Dataset excerpts:

════

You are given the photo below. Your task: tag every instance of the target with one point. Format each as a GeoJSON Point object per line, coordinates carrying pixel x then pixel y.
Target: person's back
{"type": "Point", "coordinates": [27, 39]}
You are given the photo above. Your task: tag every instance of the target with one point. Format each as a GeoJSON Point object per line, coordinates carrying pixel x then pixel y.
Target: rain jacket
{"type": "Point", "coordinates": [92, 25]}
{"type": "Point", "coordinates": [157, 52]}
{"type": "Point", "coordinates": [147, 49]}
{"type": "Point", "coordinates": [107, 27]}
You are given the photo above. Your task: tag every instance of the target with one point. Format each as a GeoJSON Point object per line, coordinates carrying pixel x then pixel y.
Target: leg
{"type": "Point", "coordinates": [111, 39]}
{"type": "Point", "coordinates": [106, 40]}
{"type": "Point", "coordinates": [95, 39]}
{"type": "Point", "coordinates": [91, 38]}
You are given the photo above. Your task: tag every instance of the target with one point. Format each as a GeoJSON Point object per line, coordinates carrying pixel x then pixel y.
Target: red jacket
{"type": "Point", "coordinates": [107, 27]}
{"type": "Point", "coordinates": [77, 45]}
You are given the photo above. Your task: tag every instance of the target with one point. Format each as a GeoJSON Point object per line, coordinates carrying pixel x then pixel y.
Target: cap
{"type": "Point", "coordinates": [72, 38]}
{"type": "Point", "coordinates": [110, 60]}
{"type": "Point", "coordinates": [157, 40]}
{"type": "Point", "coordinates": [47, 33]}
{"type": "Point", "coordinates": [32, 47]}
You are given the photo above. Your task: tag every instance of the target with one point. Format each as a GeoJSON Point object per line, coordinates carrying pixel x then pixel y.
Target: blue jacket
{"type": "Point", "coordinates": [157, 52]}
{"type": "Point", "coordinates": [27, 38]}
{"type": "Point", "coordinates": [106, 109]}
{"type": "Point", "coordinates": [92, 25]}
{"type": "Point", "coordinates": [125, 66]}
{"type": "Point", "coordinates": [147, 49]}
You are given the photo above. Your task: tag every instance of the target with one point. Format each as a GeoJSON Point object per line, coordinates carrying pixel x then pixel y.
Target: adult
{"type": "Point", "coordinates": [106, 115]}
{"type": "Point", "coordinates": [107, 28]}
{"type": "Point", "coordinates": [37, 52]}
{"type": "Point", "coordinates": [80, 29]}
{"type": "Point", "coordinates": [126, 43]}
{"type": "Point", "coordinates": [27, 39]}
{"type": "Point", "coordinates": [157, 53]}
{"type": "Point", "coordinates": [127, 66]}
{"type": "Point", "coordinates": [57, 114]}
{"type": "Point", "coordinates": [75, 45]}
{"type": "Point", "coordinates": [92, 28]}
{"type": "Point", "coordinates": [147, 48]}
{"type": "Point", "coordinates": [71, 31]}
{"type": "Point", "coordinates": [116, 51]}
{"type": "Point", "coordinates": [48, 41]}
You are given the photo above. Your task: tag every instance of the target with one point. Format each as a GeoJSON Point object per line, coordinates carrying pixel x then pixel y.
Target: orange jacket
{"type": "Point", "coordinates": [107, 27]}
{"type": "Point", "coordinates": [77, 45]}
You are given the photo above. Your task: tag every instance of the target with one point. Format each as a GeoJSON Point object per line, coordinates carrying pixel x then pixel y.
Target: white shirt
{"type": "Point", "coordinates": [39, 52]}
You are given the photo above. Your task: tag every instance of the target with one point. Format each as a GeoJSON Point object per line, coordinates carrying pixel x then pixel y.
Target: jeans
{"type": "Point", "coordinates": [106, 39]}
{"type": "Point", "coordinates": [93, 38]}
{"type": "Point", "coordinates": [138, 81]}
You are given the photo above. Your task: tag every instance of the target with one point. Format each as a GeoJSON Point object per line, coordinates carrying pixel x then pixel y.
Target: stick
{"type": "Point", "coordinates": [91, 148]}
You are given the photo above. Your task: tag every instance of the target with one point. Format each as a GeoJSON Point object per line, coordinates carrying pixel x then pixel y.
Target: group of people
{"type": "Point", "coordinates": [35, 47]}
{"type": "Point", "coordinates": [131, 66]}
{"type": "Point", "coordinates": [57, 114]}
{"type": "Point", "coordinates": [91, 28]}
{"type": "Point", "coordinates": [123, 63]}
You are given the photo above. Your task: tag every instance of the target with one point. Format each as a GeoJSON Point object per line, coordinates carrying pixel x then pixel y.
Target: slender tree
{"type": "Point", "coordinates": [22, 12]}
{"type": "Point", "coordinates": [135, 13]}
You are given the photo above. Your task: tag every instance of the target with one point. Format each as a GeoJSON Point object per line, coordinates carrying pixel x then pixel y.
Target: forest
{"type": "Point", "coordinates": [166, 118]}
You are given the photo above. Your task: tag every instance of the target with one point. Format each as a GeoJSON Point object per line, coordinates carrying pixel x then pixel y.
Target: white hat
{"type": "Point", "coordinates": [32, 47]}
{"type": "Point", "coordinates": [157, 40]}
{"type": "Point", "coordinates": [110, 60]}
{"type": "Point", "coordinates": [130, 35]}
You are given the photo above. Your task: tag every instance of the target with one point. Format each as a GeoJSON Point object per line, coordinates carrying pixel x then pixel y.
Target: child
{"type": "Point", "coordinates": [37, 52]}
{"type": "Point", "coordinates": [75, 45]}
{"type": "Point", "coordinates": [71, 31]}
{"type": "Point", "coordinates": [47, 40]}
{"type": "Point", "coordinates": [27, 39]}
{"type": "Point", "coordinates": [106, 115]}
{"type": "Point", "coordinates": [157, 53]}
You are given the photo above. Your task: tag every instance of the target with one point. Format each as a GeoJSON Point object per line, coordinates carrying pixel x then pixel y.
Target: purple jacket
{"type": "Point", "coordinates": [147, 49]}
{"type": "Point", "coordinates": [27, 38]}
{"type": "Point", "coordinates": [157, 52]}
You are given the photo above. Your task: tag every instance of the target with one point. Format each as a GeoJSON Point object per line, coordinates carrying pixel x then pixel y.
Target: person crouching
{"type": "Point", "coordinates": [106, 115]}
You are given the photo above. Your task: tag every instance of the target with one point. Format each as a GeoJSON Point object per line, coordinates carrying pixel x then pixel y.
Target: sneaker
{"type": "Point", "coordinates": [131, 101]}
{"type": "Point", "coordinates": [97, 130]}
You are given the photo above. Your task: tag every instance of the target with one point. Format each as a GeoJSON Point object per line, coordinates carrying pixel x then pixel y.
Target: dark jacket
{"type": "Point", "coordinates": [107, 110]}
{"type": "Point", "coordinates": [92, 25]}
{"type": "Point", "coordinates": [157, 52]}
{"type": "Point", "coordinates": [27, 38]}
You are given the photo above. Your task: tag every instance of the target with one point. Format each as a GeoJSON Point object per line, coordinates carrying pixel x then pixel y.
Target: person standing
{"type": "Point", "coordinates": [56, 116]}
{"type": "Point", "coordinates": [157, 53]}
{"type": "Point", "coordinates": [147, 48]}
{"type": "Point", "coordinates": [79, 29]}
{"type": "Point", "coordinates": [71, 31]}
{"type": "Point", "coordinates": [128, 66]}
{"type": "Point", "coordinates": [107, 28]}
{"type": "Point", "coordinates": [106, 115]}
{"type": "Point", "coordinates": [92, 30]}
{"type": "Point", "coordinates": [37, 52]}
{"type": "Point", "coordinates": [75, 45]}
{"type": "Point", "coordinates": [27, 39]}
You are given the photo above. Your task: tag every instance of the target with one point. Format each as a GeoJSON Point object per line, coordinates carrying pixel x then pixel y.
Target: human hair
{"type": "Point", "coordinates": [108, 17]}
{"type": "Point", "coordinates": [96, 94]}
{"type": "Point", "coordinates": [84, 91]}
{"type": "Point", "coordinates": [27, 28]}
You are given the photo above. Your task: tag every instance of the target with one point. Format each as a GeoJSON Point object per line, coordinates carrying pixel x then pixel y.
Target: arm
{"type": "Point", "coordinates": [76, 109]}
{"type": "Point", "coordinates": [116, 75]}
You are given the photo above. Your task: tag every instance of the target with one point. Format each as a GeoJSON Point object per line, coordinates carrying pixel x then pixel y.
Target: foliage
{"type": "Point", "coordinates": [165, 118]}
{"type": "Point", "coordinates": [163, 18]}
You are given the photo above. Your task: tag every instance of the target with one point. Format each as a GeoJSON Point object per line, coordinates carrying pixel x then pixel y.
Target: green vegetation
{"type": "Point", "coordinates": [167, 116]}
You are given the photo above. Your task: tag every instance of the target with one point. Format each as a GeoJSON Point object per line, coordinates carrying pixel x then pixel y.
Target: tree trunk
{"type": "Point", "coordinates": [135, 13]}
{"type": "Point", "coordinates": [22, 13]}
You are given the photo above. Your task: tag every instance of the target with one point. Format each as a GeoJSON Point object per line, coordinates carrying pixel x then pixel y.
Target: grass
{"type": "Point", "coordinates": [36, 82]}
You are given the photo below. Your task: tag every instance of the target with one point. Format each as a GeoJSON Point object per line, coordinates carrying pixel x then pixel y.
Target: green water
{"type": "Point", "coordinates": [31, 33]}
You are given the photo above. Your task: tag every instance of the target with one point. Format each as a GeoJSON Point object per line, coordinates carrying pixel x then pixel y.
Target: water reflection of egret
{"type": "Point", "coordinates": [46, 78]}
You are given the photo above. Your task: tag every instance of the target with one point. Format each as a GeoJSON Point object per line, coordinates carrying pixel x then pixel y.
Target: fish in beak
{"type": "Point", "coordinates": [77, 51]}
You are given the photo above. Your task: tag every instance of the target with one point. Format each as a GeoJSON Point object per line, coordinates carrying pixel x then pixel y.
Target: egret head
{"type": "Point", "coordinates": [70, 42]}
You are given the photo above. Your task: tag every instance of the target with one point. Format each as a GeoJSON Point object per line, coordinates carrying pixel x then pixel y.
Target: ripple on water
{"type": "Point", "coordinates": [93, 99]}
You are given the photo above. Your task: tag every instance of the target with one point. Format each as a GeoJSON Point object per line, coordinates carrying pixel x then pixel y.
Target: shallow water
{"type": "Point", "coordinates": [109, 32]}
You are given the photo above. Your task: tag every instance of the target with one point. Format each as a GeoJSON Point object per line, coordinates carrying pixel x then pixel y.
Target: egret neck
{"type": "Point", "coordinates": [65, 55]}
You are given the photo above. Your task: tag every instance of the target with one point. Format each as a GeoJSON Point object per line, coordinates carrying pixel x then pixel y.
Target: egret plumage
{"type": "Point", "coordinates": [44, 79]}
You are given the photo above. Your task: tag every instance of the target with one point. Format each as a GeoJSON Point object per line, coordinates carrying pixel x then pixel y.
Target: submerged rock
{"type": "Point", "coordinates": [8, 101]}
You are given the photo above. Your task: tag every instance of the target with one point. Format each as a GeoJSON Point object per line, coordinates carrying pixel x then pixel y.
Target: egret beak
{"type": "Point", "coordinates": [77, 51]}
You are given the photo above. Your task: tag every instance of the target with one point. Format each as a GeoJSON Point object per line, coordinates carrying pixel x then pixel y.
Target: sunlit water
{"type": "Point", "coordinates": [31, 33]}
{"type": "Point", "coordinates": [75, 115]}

════

Pick out every line of the records above that contains the word "jacket" and copy each one as it appears.

Target: rain jacket
Target: red jacket
Target: blue jacket
Target: orange jacket
Target: purple jacket
Target: dark jacket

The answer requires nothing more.